Task brief:
All of the data below should be printed again word for word, pictures excluded.

Recorded data

▼▼▼

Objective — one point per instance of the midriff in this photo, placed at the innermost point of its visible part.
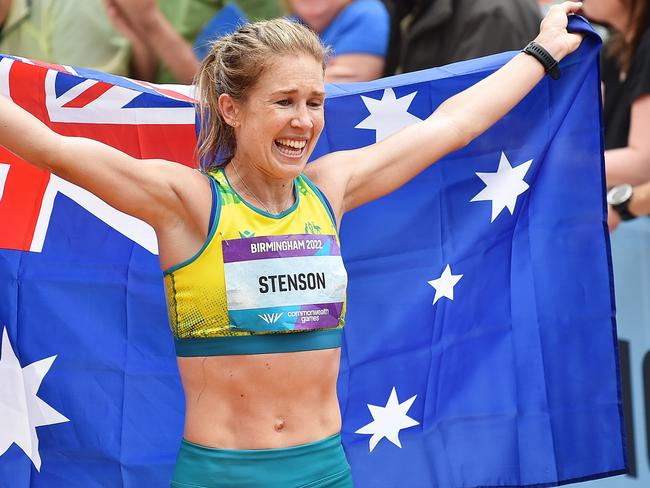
(261, 401)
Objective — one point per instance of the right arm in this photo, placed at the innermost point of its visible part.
(148, 22)
(631, 164)
(151, 190)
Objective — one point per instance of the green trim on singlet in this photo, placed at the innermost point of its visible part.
(259, 210)
(215, 212)
(259, 343)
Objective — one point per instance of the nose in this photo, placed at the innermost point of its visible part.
(302, 119)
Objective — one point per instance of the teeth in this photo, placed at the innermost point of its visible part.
(292, 143)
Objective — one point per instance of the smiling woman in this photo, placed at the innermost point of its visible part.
(256, 288)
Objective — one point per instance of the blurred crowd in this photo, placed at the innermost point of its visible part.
(164, 41)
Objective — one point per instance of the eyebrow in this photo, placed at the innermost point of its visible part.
(290, 91)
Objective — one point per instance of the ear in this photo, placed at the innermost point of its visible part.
(229, 108)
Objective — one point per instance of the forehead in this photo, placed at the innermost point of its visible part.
(291, 73)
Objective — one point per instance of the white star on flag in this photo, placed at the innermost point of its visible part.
(445, 284)
(21, 411)
(388, 420)
(503, 187)
(388, 115)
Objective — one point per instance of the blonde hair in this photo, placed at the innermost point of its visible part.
(233, 66)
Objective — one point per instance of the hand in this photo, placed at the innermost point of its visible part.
(553, 35)
(613, 219)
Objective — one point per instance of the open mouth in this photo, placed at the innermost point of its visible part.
(292, 148)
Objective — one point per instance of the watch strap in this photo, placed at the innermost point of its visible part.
(543, 56)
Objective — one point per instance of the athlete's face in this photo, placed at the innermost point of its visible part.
(282, 117)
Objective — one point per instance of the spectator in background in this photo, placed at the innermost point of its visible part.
(429, 33)
(71, 33)
(627, 202)
(161, 33)
(356, 30)
(625, 71)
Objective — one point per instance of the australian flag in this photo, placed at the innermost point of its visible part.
(480, 345)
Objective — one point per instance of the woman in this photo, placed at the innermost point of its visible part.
(254, 279)
(626, 81)
(356, 30)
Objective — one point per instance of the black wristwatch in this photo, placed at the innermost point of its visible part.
(619, 198)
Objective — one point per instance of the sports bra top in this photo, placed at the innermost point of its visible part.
(261, 283)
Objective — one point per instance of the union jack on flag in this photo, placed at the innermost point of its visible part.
(141, 119)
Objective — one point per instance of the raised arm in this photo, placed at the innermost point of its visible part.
(353, 178)
(151, 190)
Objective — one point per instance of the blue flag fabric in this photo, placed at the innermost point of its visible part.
(480, 346)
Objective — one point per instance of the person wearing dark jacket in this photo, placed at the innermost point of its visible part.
(440, 32)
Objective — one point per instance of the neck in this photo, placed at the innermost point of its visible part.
(270, 194)
(5, 5)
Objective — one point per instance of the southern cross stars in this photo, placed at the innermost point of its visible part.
(388, 115)
(503, 187)
(445, 284)
(388, 420)
(21, 411)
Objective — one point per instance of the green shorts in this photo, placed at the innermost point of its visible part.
(320, 464)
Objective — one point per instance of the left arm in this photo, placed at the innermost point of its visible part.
(353, 178)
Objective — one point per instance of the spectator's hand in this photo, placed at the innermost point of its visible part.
(613, 219)
(553, 35)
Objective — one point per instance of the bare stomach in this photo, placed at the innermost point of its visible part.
(261, 401)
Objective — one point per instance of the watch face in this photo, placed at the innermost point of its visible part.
(619, 194)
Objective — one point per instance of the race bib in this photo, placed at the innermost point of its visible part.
(289, 282)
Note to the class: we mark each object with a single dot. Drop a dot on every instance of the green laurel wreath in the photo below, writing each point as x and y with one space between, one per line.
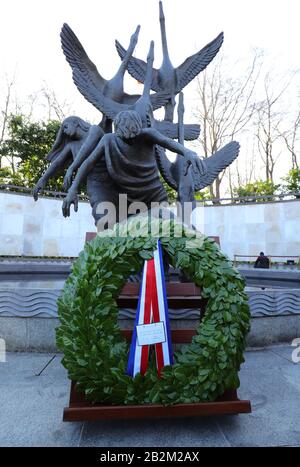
96 353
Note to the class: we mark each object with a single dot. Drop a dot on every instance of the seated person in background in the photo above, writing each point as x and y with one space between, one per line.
262 261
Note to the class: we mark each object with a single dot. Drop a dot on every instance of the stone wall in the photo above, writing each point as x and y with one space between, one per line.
38 228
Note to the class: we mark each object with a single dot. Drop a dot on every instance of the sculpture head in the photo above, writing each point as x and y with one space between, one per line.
74 126
128 124
70 129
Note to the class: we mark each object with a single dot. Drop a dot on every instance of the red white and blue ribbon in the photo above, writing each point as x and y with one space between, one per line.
152 308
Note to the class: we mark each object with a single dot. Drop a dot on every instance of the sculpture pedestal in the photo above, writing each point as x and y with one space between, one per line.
180 295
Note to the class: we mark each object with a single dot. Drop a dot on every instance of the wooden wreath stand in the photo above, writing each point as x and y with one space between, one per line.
180 295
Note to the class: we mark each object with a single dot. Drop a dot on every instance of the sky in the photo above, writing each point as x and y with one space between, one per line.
30 42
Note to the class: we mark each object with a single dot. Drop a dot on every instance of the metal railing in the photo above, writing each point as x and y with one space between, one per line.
251 199
28 191
271 259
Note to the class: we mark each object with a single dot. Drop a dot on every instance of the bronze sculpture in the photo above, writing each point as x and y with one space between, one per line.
129 159
168 78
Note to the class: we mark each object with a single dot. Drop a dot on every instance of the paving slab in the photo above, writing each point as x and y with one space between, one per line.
31 406
31 409
186 432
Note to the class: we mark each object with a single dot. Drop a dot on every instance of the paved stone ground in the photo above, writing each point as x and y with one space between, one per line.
32 397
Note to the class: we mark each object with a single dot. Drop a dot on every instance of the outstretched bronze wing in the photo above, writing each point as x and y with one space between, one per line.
214 164
89 81
191 130
193 65
188 70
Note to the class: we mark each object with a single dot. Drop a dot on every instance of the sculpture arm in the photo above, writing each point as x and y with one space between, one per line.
83 171
191 158
53 168
94 136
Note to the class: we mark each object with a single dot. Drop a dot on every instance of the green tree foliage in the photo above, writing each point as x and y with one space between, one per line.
258 188
292 182
28 143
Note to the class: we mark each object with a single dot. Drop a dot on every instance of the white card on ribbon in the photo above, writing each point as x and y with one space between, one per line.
149 334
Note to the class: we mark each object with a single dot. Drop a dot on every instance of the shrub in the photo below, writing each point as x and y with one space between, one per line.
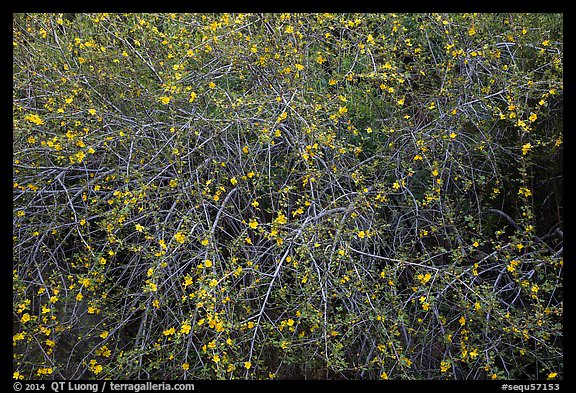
254 196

▲▲▲

Response:
Objective — one point per instance of the midriff in this photo, placed at the innermost point of its visible part.
(261, 401)
Objective — one point per instance of the right arm in this photo, placed at the innermost point of its visible part.
(148, 22)
(631, 164)
(151, 190)
Objective — one point per instance of the green trim on singlet in this photo, placed at the innermost point of its visible part.
(259, 210)
(215, 212)
(259, 343)
Objective — one point per instance of the nose in this photo, placed at the innermost point of its visible part.
(302, 119)
Objective — one point per instance of the teeth in this photo, placed at the innermost point of its visible part.
(292, 143)
Objective — one point per instance of the smiling woman in this photo, placed at the innermost point of its visible part.
(256, 288)
Objective — one point per instance of the blurred crowd in this photo, placed at the innermost point of its visible part.
(164, 41)
Objective — one point per instance of the eyebrow in this photo, placed at the innermost point of its visible part.
(290, 91)
Objective — one point per instance of the ear in this photo, placed at the innermost point of its visible part.
(229, 108)
Objective — one point per instance of the forehead in this photo, placed at the innermost point of its visible part.
(291, 73)
Objective — one point per instance of the white star on flag in this photo, placed at the innermost point of its visible part.
(445, 284)
(21, 411)
(388, 420)
(503, 187)
(388, 115)
Objective — one point per instance of the blonde hair in this photo, placed at the innermost point of its visible part.
(233, 66)
Objective — one point per instance of the hand in this photo, placed at the innermost point of its visible part.
(553, 35)
(613, 219)
Objective — one point per instance of the open mouth in this photo, placed at the innermost point of its visible part.
(292, 148)
Objective — one point per instance of the watch strap in this photo, placed at the innermost point of its visible part.
(543, 56)
Objective — one point per instance of the athlete's face in this photo, placed at the innermost point of its visible part.
(282, 117)
Objective — one point per instance of the spectator in background in this photo, placed at the innermost point of its visible part.
(429, 33)
(71, 33)
(627, 202)
(161, 33)
(356, 30)
(625, 71)
Objective — one point per instance of the australian flag in this photo, placed at the innermost point of its visible part.
(480, 345)
Objective — one point per instance of the woman in this photo, placed at the innermost point of its visible part.
(254, 279)
(626, 81)
(356, 30)
Objective — one point per instance of the black wristwatch in this photo, placed at the innermost point of its visible part.
(619, 198)
Objective — one point per instance of the sports bra top in this photo, placed at the innermost point of its visible part.
(261, 283)
Objective — one point per instance of the union jack on flag in this photo, placed at the innermost point of its visible part.
(141, 119)
Objective — one point per instance of the raised arm in this photo, placed at the innermost point of its visible part.
(353, 178)
(151, 190)
Objective — one point per instance of the blue flag fabric in this photo, placed at the innermost point of its visible part.
(480, 346)
Objective — one point per instance of the person wearing dark jacket in this photo, placed at the innermost point of its visible part.
(440, 32)
Objective — one point per instance of the neck in this photo, placed at the innermost point of its visible part.
(270, 194)
(5, 5)
Objective — one point per instance of the southern cross stars in this photo, placed at the innermost point of its visible part.
(388, 115)
(503, 187)
(445, 284)
(388, 420)
(21, 411)
Objective — one point per instance of the green shorts in this photo, placed at the innermost point of its visible part.
(320, 464)
Objective — one point per instance of the left arm in this photo, placed at the innermost point of its visible part.
(353, 178)
Objective — one point per instance of the spectator's hand in this photo, placed at the innermost point of its visible part.
(613, 219)
(553, 35)
Objective — one point per instance of the bare stomach in this photo, placed at the innermost point of its visible part.
(261, 401)
Objective — one point per instance of the watch face in this photo, placed at the innermost point of its visible part.
(619, 194)
Objective — one point per instance of the race bib in this photo, placed at the innermost point of its visible part.
(289, 282)
Note to the class: we mark each object with a single dot. Drop a dot on every instance of the green laurel wreath in the photo below, writing each point as x and y with one space between, one per line.
96 353
Note to the class: we mark each object with a single dot. Drop a dot on every instance of the seated person in background in the photo above, writing each point as x and y with one space between, one per line.
262 261
Note to the class: we mark each object with a single dot. Drop a dot on every instance of the stone wall in the photo above, writing each point as x and y with one space between, one per line.
38 228
Note to the class: we mark each object with a single dot. Drop a dot on every instance of the sculpture head in the photo above, writing each point as x and y with one space between, one per line.
74 126
128 124
70 129
Note to the class: we mark each object with a single dot. Drop a dot on every instance of the red white and blue ribbon in the photo above, writing each point as x and y with one space between, one per line.
152 308
Note to the class: we mark each object with a single dot. Drop a dot on every instance of the sculpture pedestal in the photo above, writing each point as x and y with one space between, one per line.
180 295
Note to the class: we mark each object with a single dot. Drop a dot on every instance of the wooden wreath stand in the photo above, writing each point as x and y with one space between, one per line.
180 295
Note to the class: we mark each object with a single dot. Drop a dot on every instance of the sky in the photo above, writing each point as x and y with one space between, one per line.
30 42
Note to the class: we mark each object with a single dot. Drop a dot on every instance of the metal railing in the photo above, writing each point as x and y with one space between, one per line.
251 199
28 191
271 259
Note to the class: we mark each object with a single dot. Drop a dot on every instance of the bronze sculpture in the photo above, writing each point as x and y with one space between, one per line.
129 159
168 78
Note to the class: we mark each object with a single dot. Drop a dot on every instance of the paving slab in the photo above, writing each point as x and y with one space between, one per line.
31 406
31 409
186 432
Note to the class: we mark each object with a single dot. Drop a dot on every instance of the paved stone ground in the photo above, writing each point as x and y with one space between, one per line.
32 397
Note to the class: we mark each object with a single dot. Drop a dot on every instance of the outstretched bronze wing in the photo above, writing each point as x and y with one space between, one per line.
214 164
89 81
191 130
193 65
188 70
Note to the class: we mark each object with a single dot. Drop a dot on every instance of the sculpture arm in the photo above, writing each point as x and y with one space between, one per line.
83 171
191 158
53 168
94 136
Note to the class: we mark each object with a single dot. Drop a dot on every instance of the green tree foliage in the photo above, writing each point as x and y with one space between, one per line.
258 188
292 182
28 143
Note to the class: we mark each object with a single dot. Drop a dot on every instance of the white card on ribbon in the photo above, writing each point as x and y with one space between, one per line.
149 334
Note to the class: we mark each object with a single dot. Drop a dot on every instance of the shrub in the photo below, writing each point as x and y with one space between, one per line.
254 196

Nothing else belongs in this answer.